= Quoted passage =
That includes lifting restrictions on topics such as immigration and gender, to focus its systems on “illegal and high-severity violations”, such as terrorism, child exploitation and fraud, as well as content related to suicide, self-harm and eating disorders. Zuckerberg himself admitted its systems will now catch “less bad stuff”.
Other industry executives were more sceptical the shift would create much fallout for Meta’s ads business. “I don’t think advertisers will care so long as the platform performs — but they will if the content becomes more polarised,” said one major advertising agency boss.
Alex Cheeseman, head of enterprise UK, Outbrain, said “the cold, hard truth is advertisers will only care if it hurts their numbers. If performance remains steady, no one’s going to lose sleep over ‘where’ or ‘how’ their ads show up”.
At the Consumer Electronics Show this week, Meta’s chief marketing officer Alex Schultz said that the company’s brand safety tools remain in place, and the company was “not rushing” the rollout to give advertisers “time to adjust and understand”. Nicola Mendelsohn, head of Meta’s global business group, wrote in a LinkedIn post that the company would continue to invest in safety tools for advertisers.

= Extracted records =

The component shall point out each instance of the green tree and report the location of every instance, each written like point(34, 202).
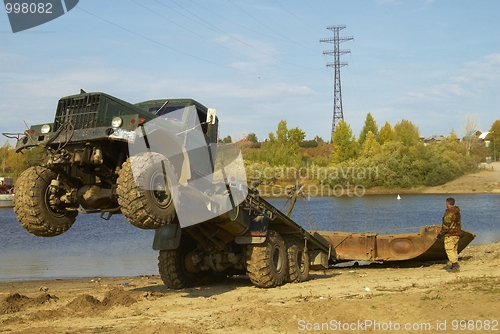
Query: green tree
point(407, 133)
point(4, 153)
point(370, 147)
point(494, 138)
point(296, 135)
point(282, 148)
point(282, 132)
point(344, 142)
point(370, 125)
point(387, 133)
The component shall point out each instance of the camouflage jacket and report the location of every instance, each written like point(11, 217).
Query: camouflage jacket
point(452, 224)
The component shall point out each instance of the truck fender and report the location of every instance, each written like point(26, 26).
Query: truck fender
point(175, 152)
point(167, 237)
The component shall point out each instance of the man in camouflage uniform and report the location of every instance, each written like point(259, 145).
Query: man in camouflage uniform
point(451, 230)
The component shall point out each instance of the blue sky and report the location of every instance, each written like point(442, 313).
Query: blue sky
point(258, 62)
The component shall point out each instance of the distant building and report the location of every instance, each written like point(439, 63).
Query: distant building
point(433, 139)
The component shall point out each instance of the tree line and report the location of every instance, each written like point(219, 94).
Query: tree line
point(395, 156)
point(396, 153)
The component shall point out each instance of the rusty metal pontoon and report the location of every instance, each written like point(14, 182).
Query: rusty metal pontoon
point(419, 246)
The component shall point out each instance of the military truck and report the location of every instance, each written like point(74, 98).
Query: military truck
point(157, 163)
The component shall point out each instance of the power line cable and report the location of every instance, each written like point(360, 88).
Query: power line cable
point(161, 44)
point(232, 37)
point(268, 27)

= Task list =
**1)** In the Meta advertising passage, what is Alex Cheeseman's position?
**2)** Translate this sentence from the Meta advertising passage into Spanish: "Zuckerberg himself admitted its systems will now catch “less bad stuff”."
**3)** List every person the Meta advertising passage identifies by name.
The records have no connection to the text about Meta's advertising.

= Your responses =
**1)** Head of enterprise UK at Outbrain.

**2)** El propio Zuckerberg admitió que sus sistemas ahora detectarán «menos cosas malas».

**3)** Zuckerberg, Alex Cheeseman, Alex Schultz, Nicola Mendelsohn